**** PAGE ****
Defining Functions

Functions allow the statements required to perform a specific task to be grouped together and given a name.

Using the function name causes the group of statements with the corresponding name to be executed.

Some of the material below is repeated from the Using Functions notes.

Two Important Pieces for Function Use

There are 2 important pieces to the use of functions:

  1. Function call
  2. Function definition

Both pieces are required.

Often the term function is used alone and from the context listener knows whether it is a function call or a function definition that is being referred to.

Function Call

Function call - A function call is a use of the function name that causes the statements of the function definition to be executed.

A function call has the form:

function_name(optional_parameter_list)

A function call consists of a function name followed by parentheses, which optionally contain a comma separated list of expressions.

Function Definition

Function definition - A function definition causes a function to be created and provides:

  • The function name
  • The parameters given to the function
  • The statements to be executed when the function is called

We will see function definitions below.

Function Call Example

Assume a function named search exists that will:

  • Search a given list for a given name, and
  • Has a result that is:
    • The index in the list where the name occurred, or
    • -1 if the name is not in the list

# Set up some variables

names = ['Harry', 'Hermoine', 'Rob']
person = 'Rob'

# Function call, result assigned to variable idx
idx = search(names, person)

# Use the result
if idx != -1:
   print(person, 'is in the list at index', idx)
else:
   print(person, 'is NOT in the list')

# This function works by result, no side effect.

Function Definition - Black Box

Think of a function definition, like for the previous search function, as a black box.

Input is given, a result is given back, and the details of how the result is arrived at are unknown and not of concern.

Clearly the input and output are important.

  • Parameter Passing - The mechanism for sending giving information to the function definition (from the call). (The input.)
  • return Statement - The mechanism for sending a result from the function definition back to the call. (The output.)

Function Definition - Python

Function definitions in Python have the form:

def function_name(optional_parameter_list):
   function body

The purpose of each part is,

  • def - required syntax
  • function_name - the name given to the function.
  • optional_parameter_list - The parameter list is optional. The parameter list is a list of variable names.
  • : (colon) - required syntax
  • function body - the statements that will be executed when the function is called.

Example Definition (Partial) and Call

# Function Definition
def sqrt(num):
   # Accuracy
   accuracy = 0.000001
   # Compute the square root ...

# Function Call
number = input('Enter a number: ')
root = sqrt(number)

Both the call and the definition are required.

The definition may be:

  • Built-in, part of the language
  • Provided in a module (another file)
  • In the same file as the call.
    In this case the definition must occur before the call in the file.

Parameter Passing

For a function to do something useful it must have something to "work on".

Values in the function call are made available in the function definition automatically by the parameter passing mechanism..

Parameter passing causes the variable in the function definition to have the same value as the positionally corresponding variable in the call.
****
## TO DO
a: Gather every line of the rows that contains the string "bush", treating uppercase and lowercase as different.
b: Carry the functions lesson forward from its final sentence.
The functions lesson and the rows have nothing to do with each other.
**** DATA FOR THIS TASK ****
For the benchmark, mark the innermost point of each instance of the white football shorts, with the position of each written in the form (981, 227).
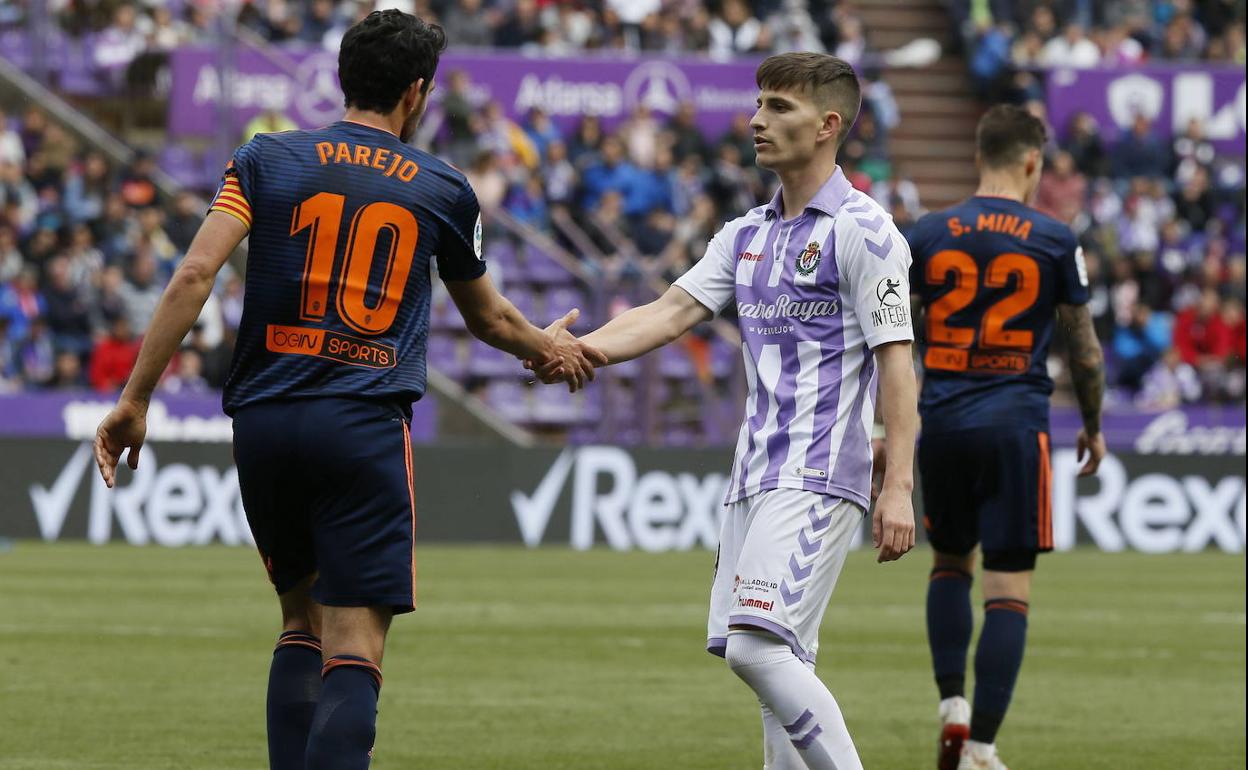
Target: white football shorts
(780, 553)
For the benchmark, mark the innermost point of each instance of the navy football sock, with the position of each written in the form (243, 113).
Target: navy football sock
(346, 716)
(293, 688)
(949, 628)
(997, 660)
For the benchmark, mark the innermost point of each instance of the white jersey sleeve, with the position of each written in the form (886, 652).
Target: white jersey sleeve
(713, 280)
(875, 270)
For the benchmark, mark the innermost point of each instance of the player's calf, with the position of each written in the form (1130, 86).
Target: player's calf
(796, 696)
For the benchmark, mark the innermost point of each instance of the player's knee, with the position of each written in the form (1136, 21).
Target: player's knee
(748, 649)
(951, 560)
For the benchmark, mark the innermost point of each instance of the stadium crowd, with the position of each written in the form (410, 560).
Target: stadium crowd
(86, 247)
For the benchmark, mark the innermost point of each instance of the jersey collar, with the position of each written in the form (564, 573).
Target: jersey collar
(828, 200)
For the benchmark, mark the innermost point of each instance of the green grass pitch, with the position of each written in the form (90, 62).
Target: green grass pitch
(144, 658)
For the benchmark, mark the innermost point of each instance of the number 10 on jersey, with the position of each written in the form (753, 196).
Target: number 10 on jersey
(322, 216)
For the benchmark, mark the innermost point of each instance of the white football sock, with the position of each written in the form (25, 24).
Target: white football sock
(778, 751)
(799, 700)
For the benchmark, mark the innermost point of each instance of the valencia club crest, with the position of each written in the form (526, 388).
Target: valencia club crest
(808, 261)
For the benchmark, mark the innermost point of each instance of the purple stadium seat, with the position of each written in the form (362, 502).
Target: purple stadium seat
(444, 355)
(724, 358)
(79, 74)
(180, 164)
(484, 361)
(555, 406)
(675, 362)
(509, 398)
(541, 267)
(526, 302)
(560, 298)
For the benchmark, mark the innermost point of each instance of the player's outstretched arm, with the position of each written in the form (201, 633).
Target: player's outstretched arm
(642, 330)
(892, 524)
(492, 318)
(181, 303)
(1087, 373)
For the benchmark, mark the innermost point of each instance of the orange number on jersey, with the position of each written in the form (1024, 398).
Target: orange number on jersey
(992, 333)
(966, 272)
(966, 275)
(322, 214)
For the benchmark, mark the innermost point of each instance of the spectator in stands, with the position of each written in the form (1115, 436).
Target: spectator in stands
(38, 355)
(734, 31)
(66, 372)
(141, 290)
(1061, 190)
(268, 121)
(109, 302)
(136, 187)
(1086, 147)
(1203, 338)
(541, 130)
(1140, 152)
(1071, 49)
(899, 190)
(66, 310)
(1194, 201)
(1171, 383)
(186, 376)
(467, 24)
(21, 302)
(184, 221)
(114, 357)
(11, 150)
(615, 174)
(86, 187)
(519, 28)
(1140, 345)
(487, 179)
(10, 370)
(10, 256)
(119, 44)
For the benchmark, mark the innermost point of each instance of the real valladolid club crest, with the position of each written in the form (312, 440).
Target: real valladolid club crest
(809, 258)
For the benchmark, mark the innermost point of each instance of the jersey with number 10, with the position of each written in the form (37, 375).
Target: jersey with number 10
(991, 272)
(343, 224)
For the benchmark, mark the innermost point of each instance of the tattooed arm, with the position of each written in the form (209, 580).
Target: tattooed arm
(1087, 372)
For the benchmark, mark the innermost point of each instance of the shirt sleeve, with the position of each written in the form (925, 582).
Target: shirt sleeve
(459, 248)
(713, 280)
(1072, 272)
(875, 268)
(237, 186)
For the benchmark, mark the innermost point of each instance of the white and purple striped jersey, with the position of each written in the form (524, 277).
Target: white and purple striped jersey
(814, 295)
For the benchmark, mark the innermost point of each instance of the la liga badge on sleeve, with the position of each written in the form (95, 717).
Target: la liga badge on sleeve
(808, 261)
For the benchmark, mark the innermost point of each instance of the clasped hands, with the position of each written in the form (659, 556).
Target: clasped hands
(569, 360)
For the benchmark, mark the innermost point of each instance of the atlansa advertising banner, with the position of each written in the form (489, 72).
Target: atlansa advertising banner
(579, 497)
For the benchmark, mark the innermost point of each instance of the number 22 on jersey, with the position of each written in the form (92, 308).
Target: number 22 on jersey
(990, 347)
(322, 216)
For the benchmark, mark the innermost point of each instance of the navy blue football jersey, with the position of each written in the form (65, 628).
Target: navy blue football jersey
(990, 273)
(343, 225)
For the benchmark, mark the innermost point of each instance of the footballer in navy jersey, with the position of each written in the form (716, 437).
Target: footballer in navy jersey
(990, 273)
(343, 225)
(338, 288)
(994, 278)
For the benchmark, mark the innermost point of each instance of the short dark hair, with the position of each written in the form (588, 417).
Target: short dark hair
(1006, 132)
(383, 54)
(830, 80)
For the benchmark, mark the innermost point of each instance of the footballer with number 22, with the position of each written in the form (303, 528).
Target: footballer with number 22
(343, 226)
(992, 275)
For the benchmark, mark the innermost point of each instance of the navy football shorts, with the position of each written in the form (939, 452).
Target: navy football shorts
(989, 487)
(327, 488)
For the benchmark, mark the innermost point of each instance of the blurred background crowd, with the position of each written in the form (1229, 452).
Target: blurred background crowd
(86, 246)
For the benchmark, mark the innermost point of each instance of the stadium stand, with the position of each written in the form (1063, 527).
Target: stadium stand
(602, 220)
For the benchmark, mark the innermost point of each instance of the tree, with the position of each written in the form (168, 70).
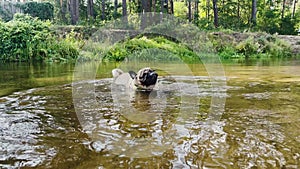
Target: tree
(189, 10)
(115, 8)
(124, 11)
(215, 8)
(172, 7)
(283, 9)
(196, 14)
(294, 8)
(254, 11)
(74, 11)
(103, 9)
(90, 9)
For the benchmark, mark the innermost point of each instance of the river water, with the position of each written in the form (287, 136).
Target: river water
(249, 118)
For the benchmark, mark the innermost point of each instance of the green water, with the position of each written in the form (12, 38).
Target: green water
(45, 125)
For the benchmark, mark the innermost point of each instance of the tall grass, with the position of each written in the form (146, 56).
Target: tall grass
(25, 38)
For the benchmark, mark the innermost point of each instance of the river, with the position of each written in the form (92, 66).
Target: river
(247, 118)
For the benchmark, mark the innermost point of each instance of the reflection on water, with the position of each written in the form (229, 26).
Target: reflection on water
(259, 128)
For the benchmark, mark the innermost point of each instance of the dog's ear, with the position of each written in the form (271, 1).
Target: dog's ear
(132, 74)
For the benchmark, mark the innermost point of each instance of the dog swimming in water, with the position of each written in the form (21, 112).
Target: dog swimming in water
(144, 80)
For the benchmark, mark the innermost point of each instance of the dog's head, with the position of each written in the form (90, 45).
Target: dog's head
(144, 79)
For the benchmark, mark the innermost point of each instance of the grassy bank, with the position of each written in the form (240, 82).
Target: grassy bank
(226, 46)
(26, 39)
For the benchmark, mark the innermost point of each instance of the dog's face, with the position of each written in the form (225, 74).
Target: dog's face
(144, 79)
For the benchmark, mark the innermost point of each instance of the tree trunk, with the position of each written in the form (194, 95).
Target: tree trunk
(294, 8)
(103, 9)
(253, 12)
(90, 9)
(207, 9)
(196, 10)
(124, 8)
(238, 12)
(115, 8)
(189, 10)
(172, 6)
(74, 11)
(215, 8)
(167, 6)
(63, 11)
(283, 9)
(124, 11)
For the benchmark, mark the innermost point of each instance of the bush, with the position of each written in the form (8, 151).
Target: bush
(134, 47)
(26, 38)
(42, 10)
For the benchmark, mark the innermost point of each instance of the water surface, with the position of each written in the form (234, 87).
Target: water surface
(169, 128)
****
## RESULTS OF THE EXERCISE
a:
For the benchmark, mark the innermost point of each instance of the bush, with the position of each written in the form (8, 151).
Target: bush

b:
# Function Definition
def search(list, target):
   # Search the list ...

# Function Call
idx = search(names_list, person)

In the above example when the search function begins executing:

  • The variable list will be given the value of the variable names_list
  • The variable target will be given the value of the variable person

When a person writes a function (definition) the person does not know what specific variables will be used in the call but the person knows that the parameters in the function being written will have values when the function definition executes.

The authors of the functions used so far (len, input, print, etc.) could not have known how future users would call those functions.

Note:

  • The variables in the parameter list are separate, dictinct names from the variables in the call and those names in the parameter list are only usable in the function definition.
  • The parameter variables in the definition are given values by the parameter passing mechanism when the function definition begins executing

Function Return Statement

When the return statement is executed:

  1. The function execution is done, any statements that follow in the function definition are skipped
  2. A value is "sent back"
  3. Execution resumes at the function call, often with the result (the returned value) used in an expression or with the assignment of the result of the call to a variable.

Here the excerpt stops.